WORK REQUIRED: Reproduce every line of the records below word for word, with nothing changed or left out.

[START OF RECORDS FOR THE EXERCISE]

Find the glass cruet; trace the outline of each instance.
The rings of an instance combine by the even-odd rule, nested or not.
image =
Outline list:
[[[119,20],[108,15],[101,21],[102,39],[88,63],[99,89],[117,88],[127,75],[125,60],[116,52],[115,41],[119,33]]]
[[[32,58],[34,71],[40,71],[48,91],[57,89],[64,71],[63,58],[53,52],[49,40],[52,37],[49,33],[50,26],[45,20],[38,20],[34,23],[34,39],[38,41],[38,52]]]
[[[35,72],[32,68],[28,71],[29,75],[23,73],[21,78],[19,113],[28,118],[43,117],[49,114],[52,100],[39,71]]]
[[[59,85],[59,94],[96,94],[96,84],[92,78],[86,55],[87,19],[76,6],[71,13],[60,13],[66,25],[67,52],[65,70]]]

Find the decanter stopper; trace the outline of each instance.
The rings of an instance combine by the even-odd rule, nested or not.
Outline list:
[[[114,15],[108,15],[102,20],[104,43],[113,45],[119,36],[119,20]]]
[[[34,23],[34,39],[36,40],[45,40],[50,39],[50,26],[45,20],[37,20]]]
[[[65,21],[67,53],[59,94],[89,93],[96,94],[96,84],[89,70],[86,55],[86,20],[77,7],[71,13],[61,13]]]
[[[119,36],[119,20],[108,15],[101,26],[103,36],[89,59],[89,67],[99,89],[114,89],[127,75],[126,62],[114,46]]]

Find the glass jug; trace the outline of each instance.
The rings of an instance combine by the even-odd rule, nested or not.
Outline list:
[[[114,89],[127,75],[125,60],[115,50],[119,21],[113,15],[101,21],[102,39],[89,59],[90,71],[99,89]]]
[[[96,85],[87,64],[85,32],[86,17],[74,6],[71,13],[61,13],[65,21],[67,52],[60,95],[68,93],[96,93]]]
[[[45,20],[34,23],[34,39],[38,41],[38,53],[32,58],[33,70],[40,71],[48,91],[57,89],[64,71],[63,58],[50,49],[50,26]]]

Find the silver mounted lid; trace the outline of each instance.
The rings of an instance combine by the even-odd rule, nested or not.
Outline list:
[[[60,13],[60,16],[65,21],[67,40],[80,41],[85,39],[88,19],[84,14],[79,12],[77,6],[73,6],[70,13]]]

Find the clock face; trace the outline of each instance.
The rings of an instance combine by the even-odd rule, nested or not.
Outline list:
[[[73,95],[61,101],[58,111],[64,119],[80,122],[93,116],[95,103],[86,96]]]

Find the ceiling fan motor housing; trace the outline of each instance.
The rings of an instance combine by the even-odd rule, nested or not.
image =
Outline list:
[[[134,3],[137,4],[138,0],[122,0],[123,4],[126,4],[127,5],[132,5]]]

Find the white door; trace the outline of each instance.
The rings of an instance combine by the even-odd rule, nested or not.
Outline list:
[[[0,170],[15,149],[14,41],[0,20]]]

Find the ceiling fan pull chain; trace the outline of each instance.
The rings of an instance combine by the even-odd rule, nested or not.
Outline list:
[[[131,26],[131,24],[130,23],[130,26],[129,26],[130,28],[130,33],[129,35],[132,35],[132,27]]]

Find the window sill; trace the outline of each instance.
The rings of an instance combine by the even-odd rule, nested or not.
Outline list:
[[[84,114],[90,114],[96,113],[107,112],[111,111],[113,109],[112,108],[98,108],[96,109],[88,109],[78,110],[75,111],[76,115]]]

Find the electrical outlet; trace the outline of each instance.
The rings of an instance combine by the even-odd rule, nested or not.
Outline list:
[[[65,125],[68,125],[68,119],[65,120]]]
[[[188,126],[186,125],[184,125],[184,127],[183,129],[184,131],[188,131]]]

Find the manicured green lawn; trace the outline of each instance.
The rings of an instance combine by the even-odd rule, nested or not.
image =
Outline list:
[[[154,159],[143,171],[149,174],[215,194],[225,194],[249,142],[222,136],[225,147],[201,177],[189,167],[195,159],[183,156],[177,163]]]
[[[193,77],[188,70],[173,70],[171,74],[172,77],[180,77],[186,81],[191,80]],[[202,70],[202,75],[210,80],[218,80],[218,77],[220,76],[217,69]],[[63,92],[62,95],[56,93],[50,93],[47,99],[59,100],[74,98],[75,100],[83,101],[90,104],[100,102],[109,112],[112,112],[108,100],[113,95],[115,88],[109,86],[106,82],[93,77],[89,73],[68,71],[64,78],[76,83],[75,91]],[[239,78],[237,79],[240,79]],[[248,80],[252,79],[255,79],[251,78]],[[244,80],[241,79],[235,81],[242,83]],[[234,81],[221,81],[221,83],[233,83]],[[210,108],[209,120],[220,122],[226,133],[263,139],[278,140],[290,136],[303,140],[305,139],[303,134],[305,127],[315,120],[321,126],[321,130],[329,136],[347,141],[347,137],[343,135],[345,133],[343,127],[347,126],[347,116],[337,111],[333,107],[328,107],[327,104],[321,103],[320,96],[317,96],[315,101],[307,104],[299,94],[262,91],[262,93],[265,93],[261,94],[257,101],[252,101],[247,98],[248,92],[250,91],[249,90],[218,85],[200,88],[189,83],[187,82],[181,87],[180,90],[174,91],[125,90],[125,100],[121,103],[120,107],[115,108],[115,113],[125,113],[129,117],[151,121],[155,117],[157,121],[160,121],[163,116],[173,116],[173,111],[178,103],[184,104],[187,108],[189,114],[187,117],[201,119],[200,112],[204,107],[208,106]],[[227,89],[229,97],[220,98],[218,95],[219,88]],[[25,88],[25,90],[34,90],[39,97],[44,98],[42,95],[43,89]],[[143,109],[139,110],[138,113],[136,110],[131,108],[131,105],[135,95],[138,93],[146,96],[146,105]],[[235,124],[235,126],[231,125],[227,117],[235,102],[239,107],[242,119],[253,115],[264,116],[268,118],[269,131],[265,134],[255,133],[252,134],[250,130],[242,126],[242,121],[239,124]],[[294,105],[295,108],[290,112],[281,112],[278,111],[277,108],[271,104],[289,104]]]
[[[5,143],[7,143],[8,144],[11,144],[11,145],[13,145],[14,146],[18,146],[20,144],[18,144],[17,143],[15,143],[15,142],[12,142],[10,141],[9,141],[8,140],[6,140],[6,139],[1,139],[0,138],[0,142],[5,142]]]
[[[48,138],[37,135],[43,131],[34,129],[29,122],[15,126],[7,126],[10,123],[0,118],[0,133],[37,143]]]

[END OF RECORDS FOR THE EXERCISE]

WORKED SOLUTION:
Find the glass cruet; trace the outline of each instance.
The rings of an instance combine by the even-odd rule, nested or not.
image =
Outline list:
[[[119,20],[108,15],[101,21],[102,39],[88,63],[99,89],[117,88],[127,75],[125,60],[116,52],[115,41],[119,33]]]
[[[32,58],[34,71],[40,71],[48,91],[57,89],[64,71],[63,58],[53,52],[49,40],[52,37],[49,33],[50,26],[45,20],[38,20],[34,23],[34,39],[38,41],[38,52]]]
[[[35,72],[32,68],[28,71],[29,75],[23,73],[21,78],[19,113],[28,118],[43,117],[49,114],[52,100],[39,71]]]
[[[59,85],[59,94],[96,94],[96,84],[92,78],[86,55],[87,19],[76,6],[71,13],[60,13],[66,25],[67,52],[65,70]]]

Find the decanter stopper; trace the outline of each instance.
The rings of an instance combine by the even-odd rule, nested or not.
Outline list:
[[[114,15],[108,15],[102,20],[104,43],[113,45],[119,36],[119,20]]]
[[[34,23],[34,39],[36,40],[45,40],[50,39],[50,26],[45,20],[37,20]]]
[[[65,21],[67,53],[59,94],[89,93],[96,94],[96,84],[89,70],[86,55],[86,20],[77,7],[71,13],[61,13]]]
[[[119,36],[119,20],[108,15],[101,26],[103,36],[89,59],[89,67],[99,89],[114,89],[127,75],[126,62],[114,46]]]

Find the glass jug; trace the outline of each instance.
The rings of an instance combine by the even-odd rule, nested or not.
Outline list:
[[[114,89],[127,75],[125,60],[115,50],[119,21],[113,15],[101,21],[102,39],[89,59],[90,71],[99,89]]]
[[[96,85],[87,64],[85,32],[86,17],[74,6],[71,13],[61,13],[65,21],[67,52],[60,95],[68,93],[96,93]]]
[[[45,20],[34,23],[34,39],[38,41],[38,53],[32,58],[33,70],[40,71],[48,91],[57,89],[64,71],[63,58],[50,49],[50,26]]]

Find the silver mounted lid; trace the outline of each instance.
The rings of an instance combine by the even-odd rule, nested or not.
Outline list:
[[[60,13],[60,16],[65,21],[67,40],[80,41],[85,39],[88,19],[84,14],[79,12],[77,6],[73,6],[70,13]]]

Find the clock face; trace the outline of each instance.
The rings of an instance combine by the even-odd rule, nested or not.
Outline list:
[[[73,95],[61,101],[58,111],[64,119],[80,122],[93,116],[95,103],[86,96]]]

Find the ceiling fan motor housing; trace the outline of each instance.
The rings of an instance combine by the even-odd rule, nested or not.
image =
Outline list:
[[[134,3],[137,4],[138,0],[122,0],[123,4],[126,4],[127,5],[132,5]]]

Find the white door; trace the outline of each instance.
The rings of an instance combine by the even-odd rule, nested or not.
Outline list:
[[[0,170],[15,149],[14,41],[0,20]]]

Find the ceiling fan pull chain; trace the outline of each instance.
The rings of an instance combine by the even-odd rule, nested or not.
Outline list:
[[[131,26],[131,24],[130,23],[130,26],[129,26],[130,28],[130,33],[129,35],[132,35],[132,27]]]

Find the window sill; trace the outline of each instance.
The rings of an instance combine by the even-odd rule, nested or not.
Outline list:
[[[84,114],[90,114],[96,113],[107,112],[111,111],[113,109],[112,108],[98,108],[96,109],[88,109],[78,110],[75,111],[76,115]]]

Find the electrical outlet; trace the outline of each instance.
The rings of an instance combine by the even-odd rule, nested or not.
Outline list:
[[[65,125],[68,125],[68,119],[65,120]]]
[[[188,126],[186,125],[184,125],[184,127],[183,129],[184,131],[188,131]]]

Find the manicured green lawn; trace the outline of each instance.
The rings of an instance combine by the even-odd rule, nested or not.
image =
Outline list:
[[[154,159],[143,171],[149,174],[215,194],[225,194],[249,142],[222,136],[225,147],[201,177],[189,167],[195,159],[183,156],[177,163]]]
[[[193,77],[188,70],[173,70],[171,74],[172,77],[180,77],[186,81],[191,80]],[[202,70],[202,75],[210,80],[218,80],[218,77],[220,76],[217,69]],[[63,92],[62,95],[56,93],[50,93],[47,99],[59,100],[74,98],[75,100],[83,101],[90,104],[100,102],[109,112],[112,112],[108,100],[113,95],[115,88],[109,86],[106,82],[93,77],[89,73],[68,71],[64,78],[76,83],[75,91]],[[239,78],[237,79],[240,79]],[[248,80],[252,79],[255,79],[251,78]],[[244,80],[241,79],[235,81],[242,83]],[[234,81],[221,81],[221,83],[233,83]],[[210,108],[209,120],[220,122],[226,133],[263,139],[278,140],[290,136],[303,140],[305,139],[303,134],[305,127],[315,120],[321,126],[321,130],[329,136],[347,141],[347,137],[343,135],[345,133],[343,127],[347,126],[347,116],[337,111],[333,107],[328,107],[327,104],[321,103],[320,96],[317,96],[315,101],[307,104],[299,94],[262,91],[262,93],[265,93],[261,94],[257,101],[252,101],[247,98],[248,92],[250,91],[249,90],[218,85],[200,88],[189,83],[187,82],[181,87],[180,90],[174,91],[125,90],[125,100],[121,103],[120,107],[115,108],[115,113],[125,113],[129,117],[151,121],[155,117],[157,121],[160,121],[163,116],[173,116],[173,111],[178,103],[184,104],[187,108],[189,114],[187,117],[201,119],[200,112],[204,107],[208,106]],[[227,89],[229,97],[220,98],[218,95],[219,88]],[[25,88],[25,90],[34,90],[39,97],[44,98],[42,95],[43,89]],[[143,109],[139,110],[138,113],[136,110],[131,108],[131,105],[135,95],[138,93],[146,96],[146,105]],[[235,124],[235,126],[231,125],[227,117],[235,102],[239,107],[242,119],[253,115],[264,116],[268,118],[269,131],[265,134],[255,133],[252,134],[250,130],[242,126],[242,121],[239,124]],[[294,105],[295,108],[290,112],[281,112],[278,111],[277,108],[271,104],[289,104]]]
[[[5,143],[7,143],[8,144],[11,144],[11,145],[13,145],[14,146],[18,146],[20,144],[18,144],[17,143],[15,143],[15,142],[12,142],[10,141],[9,141],[8,140],[6,140],[6,139],[1,139],[0,138],[0,142],[5,142]]]
[[[48,138],[37,135],[43,131],[34,129],[29,122],[15,126],[7,126],[10,123],[0,118],[0,133],[37,143]]]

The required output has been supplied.